Problem description: Print every one of the lines below without changing a word, and leave the pictures out of your copy.

Entries from an annotation dataset:
• • • • •
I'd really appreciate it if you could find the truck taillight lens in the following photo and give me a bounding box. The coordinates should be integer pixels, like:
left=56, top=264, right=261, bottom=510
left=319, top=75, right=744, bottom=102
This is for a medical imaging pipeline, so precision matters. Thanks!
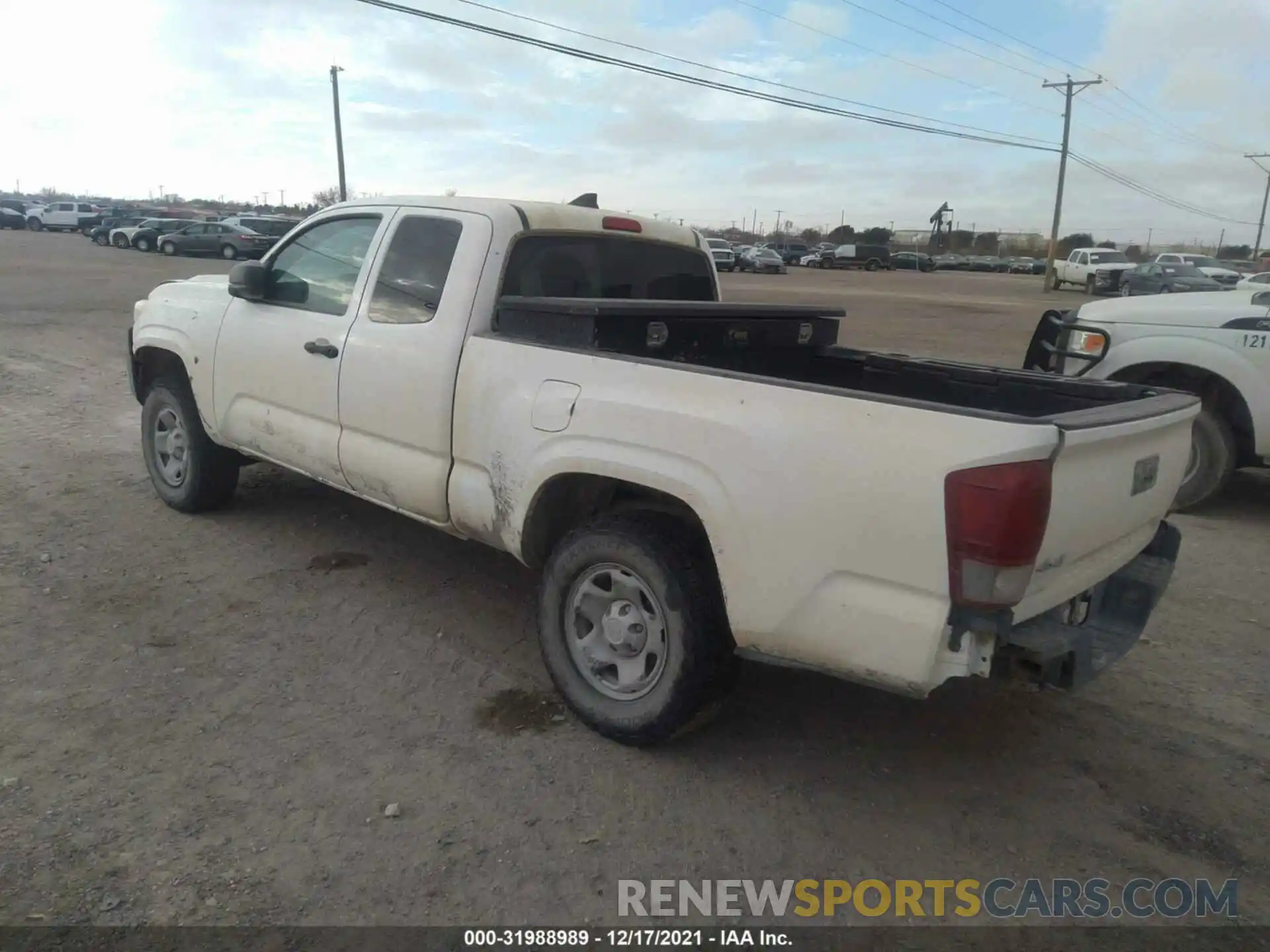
left=944, top=459, right=1052, bottom=608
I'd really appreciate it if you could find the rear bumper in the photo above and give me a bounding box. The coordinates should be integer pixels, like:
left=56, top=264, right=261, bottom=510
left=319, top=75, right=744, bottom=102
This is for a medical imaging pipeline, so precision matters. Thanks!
left=993, top=522, right=1183, bottom=690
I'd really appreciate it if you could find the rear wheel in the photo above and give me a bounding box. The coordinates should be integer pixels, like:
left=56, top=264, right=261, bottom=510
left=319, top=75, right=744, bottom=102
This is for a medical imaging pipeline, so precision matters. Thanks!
left=538, top=513, right=737, bottom=745
left=141, top=377, right=239, bottom=513
left=1173, top=406, right=1238, bottom=509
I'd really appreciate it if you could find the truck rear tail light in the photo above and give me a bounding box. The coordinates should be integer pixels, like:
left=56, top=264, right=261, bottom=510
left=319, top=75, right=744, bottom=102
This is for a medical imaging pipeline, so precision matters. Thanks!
left=603, top=214, right=644, bottom=235
left=944, top=459, right=1052, bottom=608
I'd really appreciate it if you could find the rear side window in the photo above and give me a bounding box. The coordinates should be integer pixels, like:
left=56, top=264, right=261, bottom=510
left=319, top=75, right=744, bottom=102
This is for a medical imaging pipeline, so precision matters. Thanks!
left=370, top=214, right=464, bottom=324
left=503, top=235, right=715, bottom=301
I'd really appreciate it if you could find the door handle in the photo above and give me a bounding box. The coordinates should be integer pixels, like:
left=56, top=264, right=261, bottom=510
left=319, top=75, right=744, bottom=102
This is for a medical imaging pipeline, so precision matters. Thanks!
left=305, top=338, right=339, bottom=359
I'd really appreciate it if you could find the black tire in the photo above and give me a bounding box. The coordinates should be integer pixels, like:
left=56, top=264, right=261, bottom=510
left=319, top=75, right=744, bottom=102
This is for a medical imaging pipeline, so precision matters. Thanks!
left=1173, top=406, right=1238, bottom=510
left=538, top=513, right=738, bottom=746
left=141, top=377, right=239, bottom=513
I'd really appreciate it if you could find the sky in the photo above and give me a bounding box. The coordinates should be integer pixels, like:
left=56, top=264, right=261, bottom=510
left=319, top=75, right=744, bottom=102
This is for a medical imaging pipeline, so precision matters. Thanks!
left=0, top=0, right=1270, bottom=244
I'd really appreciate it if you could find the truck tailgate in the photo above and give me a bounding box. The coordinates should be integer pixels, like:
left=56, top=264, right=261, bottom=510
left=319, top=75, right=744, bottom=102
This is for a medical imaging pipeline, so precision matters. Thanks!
left=1015, top=392, right=1200, bottom=621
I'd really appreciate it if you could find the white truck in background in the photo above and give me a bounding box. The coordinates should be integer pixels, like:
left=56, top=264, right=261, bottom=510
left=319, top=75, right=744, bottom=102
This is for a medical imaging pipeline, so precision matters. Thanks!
left=128, top=198, right=1199, bottom=744
left=1052, top=247, right=1136, bottom=294
left=1024, top=286, right=1270, bottom=509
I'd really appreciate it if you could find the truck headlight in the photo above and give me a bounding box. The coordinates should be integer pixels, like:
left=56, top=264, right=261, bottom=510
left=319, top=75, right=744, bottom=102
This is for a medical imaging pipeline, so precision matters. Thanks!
left=1067, top=329, right=1107, bottom=357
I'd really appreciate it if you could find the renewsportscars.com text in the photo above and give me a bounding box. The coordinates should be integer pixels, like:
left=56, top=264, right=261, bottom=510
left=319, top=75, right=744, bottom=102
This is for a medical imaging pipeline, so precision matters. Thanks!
left=617, top=877, right=1240, bottom=922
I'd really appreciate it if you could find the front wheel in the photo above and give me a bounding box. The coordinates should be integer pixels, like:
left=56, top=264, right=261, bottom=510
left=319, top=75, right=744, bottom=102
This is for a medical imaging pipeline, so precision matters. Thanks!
left=538, top=513, right=736, bottom=745
left=1173, top=407, right=1238, bottom=509
left=141, top=377, right=239, bottom=513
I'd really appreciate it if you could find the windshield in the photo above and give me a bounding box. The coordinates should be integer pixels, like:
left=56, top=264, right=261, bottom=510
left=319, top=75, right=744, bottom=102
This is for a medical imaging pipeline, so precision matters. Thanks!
left=503, top=235, right=715, bottom=301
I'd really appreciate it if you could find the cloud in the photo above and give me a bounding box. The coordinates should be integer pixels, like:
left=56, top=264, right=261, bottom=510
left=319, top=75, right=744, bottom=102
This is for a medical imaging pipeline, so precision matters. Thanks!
left=0, top=0, right=1270, bottom=240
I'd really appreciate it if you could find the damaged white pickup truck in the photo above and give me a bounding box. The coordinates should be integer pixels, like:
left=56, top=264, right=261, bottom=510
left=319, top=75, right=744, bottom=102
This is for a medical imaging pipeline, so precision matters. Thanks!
left=128, top=198, right=1199, bottom=744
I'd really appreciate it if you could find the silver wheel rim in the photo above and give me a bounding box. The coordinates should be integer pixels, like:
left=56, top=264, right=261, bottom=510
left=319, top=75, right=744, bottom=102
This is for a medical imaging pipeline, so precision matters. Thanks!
left=564, top=563, right=667, bottom=701
left=151, top=406, right=189, bottom=489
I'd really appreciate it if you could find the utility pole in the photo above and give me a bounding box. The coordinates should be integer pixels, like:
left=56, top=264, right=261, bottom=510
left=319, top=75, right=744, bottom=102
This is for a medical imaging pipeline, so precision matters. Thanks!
left=1244, top=152, right=1270, bottom=262
left=330, top=66, right=348, bottom=202
left=1041, top=76, right=1103, bottom=294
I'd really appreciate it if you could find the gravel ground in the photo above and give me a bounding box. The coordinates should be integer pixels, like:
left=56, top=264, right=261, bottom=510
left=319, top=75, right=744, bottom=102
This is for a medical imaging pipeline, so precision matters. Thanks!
left=0, top=232, right=1270, bottom=926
• • • • •
Correct result:
I'd really appreciate it if you could find the truck taillight lens in the following photo and give me a bounding box. The coordinates should be integer pixels, like:
left=56, top=264, right=261, bottom=510
left=319, top=75, right=744, bottom=102
This is for a medical imaging pipeline, so precision matters. Thanks!
left=944, top=459, right=1052, bottom=608
I'd really appreciate it if you could find the rear bumper in the photo above and give me a bounding box. The coordinates should be integer pixels, like:
left=56, top=264, right=261, bottom=510
left=319, top=75, right=744, bottom=102
This is for a medical imaging pipeline, so precision matters. Thanks!
left=993, top=522, right=1183, bottom=690
I'd really appreciate it if you could find the rear wheel in the photo above and give me a bounding box. The coordinates should be integer pixels, like:
left=56, top=264, right=261, bottom=510
left=319, top=75, right=744, bottom=102
This is for a medical imaging pipeline, so precision matters. Thanks!
left=538, top=513, right=737, bottom=745
left=141, top=377, right=239, bottom=513
left=1173, top=406, right=1238, bottom=509
I'd really appreciate it if you could find the truck rear tail light in the photo above and give me a bounding box. The coordinates should be integer pixels, like:
left=56, top=264, right=261, bottom=510
left=319, top=75, right=744, bottom=102
This is for a medical imaging pipeline, so precision matters. Thanks!
left=603, top=214, right=644, bottom=235
left=944, top=459, right=1052, bottom=608
I'd really appreciate it if you could find the rear side window in the photo above and give me a bounding box. The coordinates should be integer pixels, like:
left=56, top=264, right=261, bottom=510
left=319, top=75, right=744, bottom=102
This is for a medical imaging pipeline, so precision matters. Thanks!
left=370, top=214, right=464, bottom=324
left=503, top=235, right=715, bottom=301
I'd really appreciate it if you could find the door handle in the photo above and give me a bounding box. The coordinates should be integer pixels, like:
left=56, top=264, right=261, bottom=510
left=319, top=75, right=744, bottom=102
This is for a medical imaging pipeline, so precision matters. Thanks!
left=305, top=338, right=339, bottom=359
I'd really appreciate it if you could find the black tire in the photo above and give me a bounding box. The coordinates should be integer pixels, like:
left=56, top=264, right=261, bottom=510
left=319, top=75, right=744, bottom=102
This is for a medical imaging pipeline, so precision matters. Thanks!
left=1173, top=406, right=1238, bottom=510
left=538, top=513, right=738, bottom=746
left=141, top=377, right=239, bottom=513
I'd really appreciate it if you could find the sky in the photo above and give me a bounding box. The coordinates should be integer pixels, like:
left=56, top=264, right=261, bottom=510
left=319, top=75, right=744, bottom=102
This is for a medical imaging pipeline, so precision matters. Thanks!
left=0, top=0, right=1270, bottom=244
I'd really appreciate it if you could find the truck tailgate in the photo above and give me a bounding box. The coordinates should be integer pixels, like:
left=56, top=264, right=261, bottom=510
left=319, top=75, right=744, bottom=102
This is for a medical imaging pipeline, so precision matters. Thanks!
left=1015, top=392, right=1200, bottom=621
I'd really appreciate it if you could find the white truck in background in the photo above and give me a bounding box. The coordinates should be integer pixels, like:
left=56, top=264, right=261, bottom=510
left=319, top=75, right=744, bottom=102
This is for a medical imaging pipeline, so precision matters. Thanks!
left=128, top=198, right=1199, bottom=744
left=1052, top=247, right=1136, bottom=294
left=1024, top=286, right=1270, bottom=509
I'd really appreciate it if you could find the truck headlight in the photo above and give me a bounding box. The coordinates should be integer pixels, like:
left=56, top=264, right=261, bottom=510
left=319, top=75, right=744, bottom=102
This is for a medical imaging pipeline, so precision matters. Thanks!
left=1067, top=329, right=1107, bottom=357
I'd really appreciate it if you could find the renewsportscars.com text in the photo above and give me a bounding box. The coordinates should be integer pixels, like:
left=56, top=264, right=261, bottom=510
left=319, top=75, right=744, bottom=102
This is for a medical imaging pipeline, so precision matters. Thanks!
left=617, top=877, right=1240, bottom=922
I'd really appreciate it if you could find the front wheel in the photo above and give me a bounding box. The coordinates should be integer pixels, like:
left=56, top=264, right=261, bottom=510
left=319, top=75, right=744, bottom=102
This is for a medical imaging pipeline, so precision matters. Thanks!
left=538, top=513, right=736, bottom=745
left=1173, top=407, right=1238, bottom=509
left=141, top=377, right=239, bottom=513
I'd really appreciate it if you could find the windshield in the photo above and give me a bounding box. The coordinates should be integer pixels, like:
left=56, top=264, right=261, bottom=510
left=319, top=75, right=744, bottom=102
This is for a medical imaging pipeline, so precision matters. Thanks!
left=503, top=235, right=715, bottom=301
I'd really appreciate it if you could find the cloud in the photo above and give me a bounding box. The coordinates should be integer pixels, like:
left=56, top=264, right=261, bottom=510
left=319, top=75, right=744, bottom=102
This is for a medical imaging pipeline, so precision matters. Thanks!
left=0, top=0, right=1270, bottom=240
I'd really appreciate it if you could find the damaged white pickup truck in the photo above and give me a bounding box. The coordinates should be integer pixels, like:
left=56, top=264, right=261, bottom=510
left=319, top=75, right=744, bottom=102
This is for a medical imaging pipeline, so precision matters. Thanks!
left=128, top=198, right=1199, bottom=744
I'd really appreciate it if you could find the silver wheel rim in the photo above and give me a bounding box. The coordinates should be integer pixels, like:
left=56, top=264, right=261, bottom=510
left=319, top=75, right=744, bottom=102
This is for a medical imaging pipeline, so precision matters. Thanks!
left=564, top=563, right=667, bottom=701
left=151, top=406, right=189, bottom=489
I'd really appreciate it if you could find the utility pole in the photo above and give me a bounding box. The coordinates should be integer pixels, like:
left=56, top=264, right=261, bottom=510
left=319, top=75, right=744, bottom=102
This is for a medical imaging pipeline, so precision matters. Thanks!
left=1244, top=152, right=1270, bottom=262
left=330, top=66, right=348, bottom=202
left=1041, top=76, right=1103, bottom=294
I'd really appreciate it if you could find the gravel ground in the photo above and give me a bounding box. The coordinates should be integer pixels, like:
left=56, top=264, right=261, bottom=510
left=319, top=75, right=744, bottom=102
This is for a medical imaging pipeline, so precision matters. Thanks!
left=0, top=232, right=1270, bottom=926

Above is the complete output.